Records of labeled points
═══

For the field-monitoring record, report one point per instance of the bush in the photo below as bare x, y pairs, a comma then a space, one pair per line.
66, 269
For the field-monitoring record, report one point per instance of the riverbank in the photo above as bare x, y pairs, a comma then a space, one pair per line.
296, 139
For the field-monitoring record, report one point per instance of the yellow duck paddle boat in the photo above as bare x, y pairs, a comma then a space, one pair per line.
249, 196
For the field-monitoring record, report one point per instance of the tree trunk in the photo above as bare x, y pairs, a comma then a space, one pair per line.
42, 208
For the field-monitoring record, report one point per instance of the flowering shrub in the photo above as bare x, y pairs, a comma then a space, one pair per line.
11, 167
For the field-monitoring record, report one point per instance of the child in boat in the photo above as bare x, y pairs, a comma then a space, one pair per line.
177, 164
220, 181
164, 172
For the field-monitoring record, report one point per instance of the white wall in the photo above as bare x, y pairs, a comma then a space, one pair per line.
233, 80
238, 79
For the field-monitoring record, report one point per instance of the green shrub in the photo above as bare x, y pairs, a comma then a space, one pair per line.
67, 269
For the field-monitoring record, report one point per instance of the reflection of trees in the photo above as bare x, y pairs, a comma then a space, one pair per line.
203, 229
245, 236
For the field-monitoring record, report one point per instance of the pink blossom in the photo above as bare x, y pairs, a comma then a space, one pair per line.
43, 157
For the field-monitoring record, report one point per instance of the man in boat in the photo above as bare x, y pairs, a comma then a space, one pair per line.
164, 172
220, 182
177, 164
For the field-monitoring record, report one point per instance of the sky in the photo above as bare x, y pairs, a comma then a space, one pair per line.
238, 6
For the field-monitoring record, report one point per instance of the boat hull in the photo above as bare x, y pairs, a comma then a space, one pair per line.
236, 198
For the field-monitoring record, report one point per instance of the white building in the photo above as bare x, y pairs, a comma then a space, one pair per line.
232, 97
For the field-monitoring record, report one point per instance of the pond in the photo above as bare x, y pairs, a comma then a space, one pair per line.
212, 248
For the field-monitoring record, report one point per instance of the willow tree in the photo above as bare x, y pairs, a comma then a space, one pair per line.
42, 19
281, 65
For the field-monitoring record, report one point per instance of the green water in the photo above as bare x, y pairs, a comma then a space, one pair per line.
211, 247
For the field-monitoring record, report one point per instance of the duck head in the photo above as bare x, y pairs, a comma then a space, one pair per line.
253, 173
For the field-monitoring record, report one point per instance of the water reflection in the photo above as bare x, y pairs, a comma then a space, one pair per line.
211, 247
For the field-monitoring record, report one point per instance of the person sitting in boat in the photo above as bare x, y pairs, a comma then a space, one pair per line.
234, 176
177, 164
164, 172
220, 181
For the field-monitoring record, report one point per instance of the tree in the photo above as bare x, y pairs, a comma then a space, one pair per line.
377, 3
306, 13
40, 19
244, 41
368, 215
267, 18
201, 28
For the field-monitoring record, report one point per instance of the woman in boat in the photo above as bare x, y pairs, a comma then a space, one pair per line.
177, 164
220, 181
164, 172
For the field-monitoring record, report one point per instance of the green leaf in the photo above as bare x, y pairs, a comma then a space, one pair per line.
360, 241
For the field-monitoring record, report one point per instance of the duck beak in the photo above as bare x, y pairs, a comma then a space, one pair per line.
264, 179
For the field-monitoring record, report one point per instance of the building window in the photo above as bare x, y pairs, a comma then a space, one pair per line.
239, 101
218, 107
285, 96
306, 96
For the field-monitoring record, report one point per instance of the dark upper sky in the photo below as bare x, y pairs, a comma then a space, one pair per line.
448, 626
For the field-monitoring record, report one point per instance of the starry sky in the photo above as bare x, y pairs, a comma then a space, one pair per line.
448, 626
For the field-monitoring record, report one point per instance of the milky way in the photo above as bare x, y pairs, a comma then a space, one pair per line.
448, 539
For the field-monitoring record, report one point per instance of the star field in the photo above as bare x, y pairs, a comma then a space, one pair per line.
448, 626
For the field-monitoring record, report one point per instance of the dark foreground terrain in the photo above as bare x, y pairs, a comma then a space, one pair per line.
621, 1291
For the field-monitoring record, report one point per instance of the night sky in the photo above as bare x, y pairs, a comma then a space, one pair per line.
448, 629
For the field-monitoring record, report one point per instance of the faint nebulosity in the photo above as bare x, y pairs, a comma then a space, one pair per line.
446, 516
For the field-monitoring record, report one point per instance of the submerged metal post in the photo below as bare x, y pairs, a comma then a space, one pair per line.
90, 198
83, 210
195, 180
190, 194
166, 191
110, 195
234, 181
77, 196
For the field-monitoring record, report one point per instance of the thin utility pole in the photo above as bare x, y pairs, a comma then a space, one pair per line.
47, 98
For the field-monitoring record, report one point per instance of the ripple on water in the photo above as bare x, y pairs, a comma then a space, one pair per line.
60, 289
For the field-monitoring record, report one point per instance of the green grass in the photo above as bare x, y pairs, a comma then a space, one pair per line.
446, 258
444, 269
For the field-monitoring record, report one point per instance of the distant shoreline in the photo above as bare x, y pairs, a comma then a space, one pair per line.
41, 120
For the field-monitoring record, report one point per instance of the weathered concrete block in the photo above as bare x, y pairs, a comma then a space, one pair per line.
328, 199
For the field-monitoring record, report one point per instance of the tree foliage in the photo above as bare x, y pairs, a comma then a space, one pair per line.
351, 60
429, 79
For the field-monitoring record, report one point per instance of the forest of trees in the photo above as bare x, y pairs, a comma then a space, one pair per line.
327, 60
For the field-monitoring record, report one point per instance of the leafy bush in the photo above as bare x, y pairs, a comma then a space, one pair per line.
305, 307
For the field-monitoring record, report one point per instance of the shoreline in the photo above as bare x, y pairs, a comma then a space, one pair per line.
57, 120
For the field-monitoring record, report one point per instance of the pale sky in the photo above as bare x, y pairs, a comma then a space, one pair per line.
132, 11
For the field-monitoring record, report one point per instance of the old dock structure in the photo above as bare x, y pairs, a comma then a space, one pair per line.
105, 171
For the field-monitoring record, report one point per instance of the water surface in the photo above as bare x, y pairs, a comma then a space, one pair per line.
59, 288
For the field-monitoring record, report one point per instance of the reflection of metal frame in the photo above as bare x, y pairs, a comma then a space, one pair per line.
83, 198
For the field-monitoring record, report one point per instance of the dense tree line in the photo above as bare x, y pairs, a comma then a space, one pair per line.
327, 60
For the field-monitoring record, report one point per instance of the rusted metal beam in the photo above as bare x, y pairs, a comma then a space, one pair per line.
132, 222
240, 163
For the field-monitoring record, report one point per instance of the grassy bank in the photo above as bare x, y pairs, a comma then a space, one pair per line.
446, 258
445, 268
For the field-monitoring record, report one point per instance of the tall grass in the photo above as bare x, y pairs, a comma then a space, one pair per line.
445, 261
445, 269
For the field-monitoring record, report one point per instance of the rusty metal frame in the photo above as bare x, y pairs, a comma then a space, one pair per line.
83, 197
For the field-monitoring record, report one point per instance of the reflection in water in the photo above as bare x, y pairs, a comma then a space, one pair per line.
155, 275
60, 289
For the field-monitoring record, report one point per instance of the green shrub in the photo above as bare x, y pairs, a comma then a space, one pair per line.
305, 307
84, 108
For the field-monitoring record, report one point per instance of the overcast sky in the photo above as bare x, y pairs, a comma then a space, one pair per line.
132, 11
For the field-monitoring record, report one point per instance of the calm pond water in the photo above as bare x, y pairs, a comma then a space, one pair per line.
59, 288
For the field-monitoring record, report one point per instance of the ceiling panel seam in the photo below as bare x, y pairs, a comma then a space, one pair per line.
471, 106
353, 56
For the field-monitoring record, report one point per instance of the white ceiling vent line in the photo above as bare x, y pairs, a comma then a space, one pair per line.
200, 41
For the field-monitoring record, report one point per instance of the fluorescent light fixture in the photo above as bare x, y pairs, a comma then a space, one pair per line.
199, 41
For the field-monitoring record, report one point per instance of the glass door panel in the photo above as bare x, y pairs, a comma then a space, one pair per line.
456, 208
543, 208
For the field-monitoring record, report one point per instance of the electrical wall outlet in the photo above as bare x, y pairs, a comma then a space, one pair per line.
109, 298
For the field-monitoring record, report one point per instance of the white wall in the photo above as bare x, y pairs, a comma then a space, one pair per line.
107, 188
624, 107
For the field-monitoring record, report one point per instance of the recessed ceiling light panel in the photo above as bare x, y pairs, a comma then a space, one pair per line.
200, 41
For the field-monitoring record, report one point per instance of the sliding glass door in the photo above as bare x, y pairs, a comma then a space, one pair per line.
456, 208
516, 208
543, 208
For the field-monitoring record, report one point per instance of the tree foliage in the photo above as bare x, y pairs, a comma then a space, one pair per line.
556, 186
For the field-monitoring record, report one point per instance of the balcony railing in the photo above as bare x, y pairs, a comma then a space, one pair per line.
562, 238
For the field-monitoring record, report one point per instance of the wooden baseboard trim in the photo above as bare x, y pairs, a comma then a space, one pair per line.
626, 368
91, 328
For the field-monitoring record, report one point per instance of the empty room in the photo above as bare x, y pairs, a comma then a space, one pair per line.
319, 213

═══

# [EXERCISE AIM]
Give back exactly the lines from the line containing "of the recessed" to the end of the entries, and no other lines.

# [SOLVED EXERCISE]
For the field-monitoring record, report one point per instance of the recessed ceiling light panel in the photo above as bare x, y pairs, a comma then a space, one pair per line.
200, 41
For the field-monitoring record, report one point per instance of the sliding glass door in the photo above as bare x, y pairs, a comma then a space, one pair per line.
456, 208
516, 208
543, 208
For the field-monitoring record, report one point per instance of the tree foliage in the photo above as bare x, y pairs, a comma then a space, one pair per line.
556, 186
For the field-monitoring record, report one point per instance of the balcony railing in the photo above as bare x, y pairs, a comma then a space, one pair per line.
562, 238
For the field-monitoring record, report one point per instance of the wooden baseboard trim in the photo above as bare x, y pairs, a comma then a space, one pair per line.
626, 368
91, 328
For the field-monitoring record, report one point per instance of the empty room in the photo above as bare x, y pairs, a comma then a space, one pair per line.
319, 213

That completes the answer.